**PASSAGE SHOWN**
# SAD and Jury duty



## sprinter (Nov 22, 2003)

So should people with a serious case of SAD be forced to do jury duty by threat of fine or imprisonment? 

Something to think about... what if some someone came up with an idea that if it is known that a terrorist has a severe case of claustrophobia for example and they decide to place him or her in say a coffin or say a shrinking coffin to make them feel like it is closing in on them to make them talk. Wouldn't that be something like water boarding? Look at the uproar over water boarding and these are terrorists not even US citizens yet law abiding US citizens with social phobia are forced to face some of their worst fears by having to sit in the witness box and be asked all kinds of questions in front of an audience or if they don't show up they may have to face a judge in a courtroom setting which is also not a good option for them. Isn't there something wrong with this? If we used a convicted criminal's phobia against them to punish them would that not be considered cruel and unusual?


----------



## Kelly (Dec 12, 2003)

Jury duty isn't a punishment. If anything, it's exposure therapy. Every time someone confronts a fear, it makes them a stronger person.

Have a nice day,
Kelly


----------



## sprinter (Nov 22, 2003)

**TASKS TO PERFORM**
A. Render the sentence "Jury duty isn't a punishment." from the forum thread on SAD and jury duty into Spanish.
B. From the forum thread on SAD and jury duty, return the text between "## Kelly (Dec" and "a stronger person.", inclusive.
The records that follow the thread are separate material and bear no relation to it.

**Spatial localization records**
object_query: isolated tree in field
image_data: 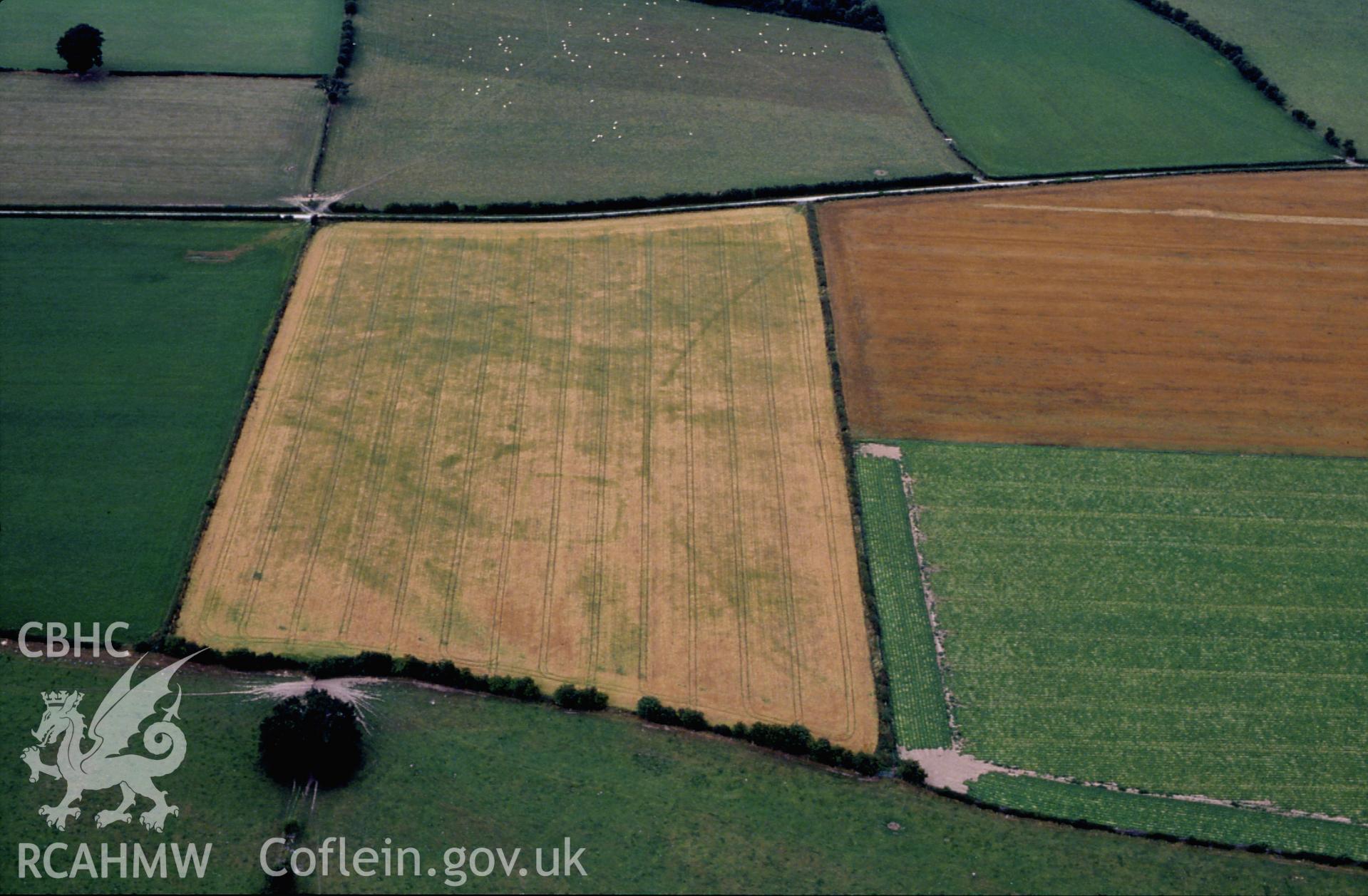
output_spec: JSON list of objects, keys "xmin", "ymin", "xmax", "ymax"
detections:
[
  {"xmin": 257, "ymin": 689, "xmax": 364, "ymax": 786},
  {"xmin": 313, "ymin": 76, "xmax": 351, "ymax": 105},
  {"xmin": 58, "ymin": 22, "xmax": 104, "ymax": 76}
]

**LIST OF ANSWERS**
A. El servicio de jurado no es un castigo.

B.
## Kelly (Dec 12, 2003)

Jury duty isn't a punishment. If anything, it's exposure therapy. Every time someone confronts a fear, it makes them a stronger person.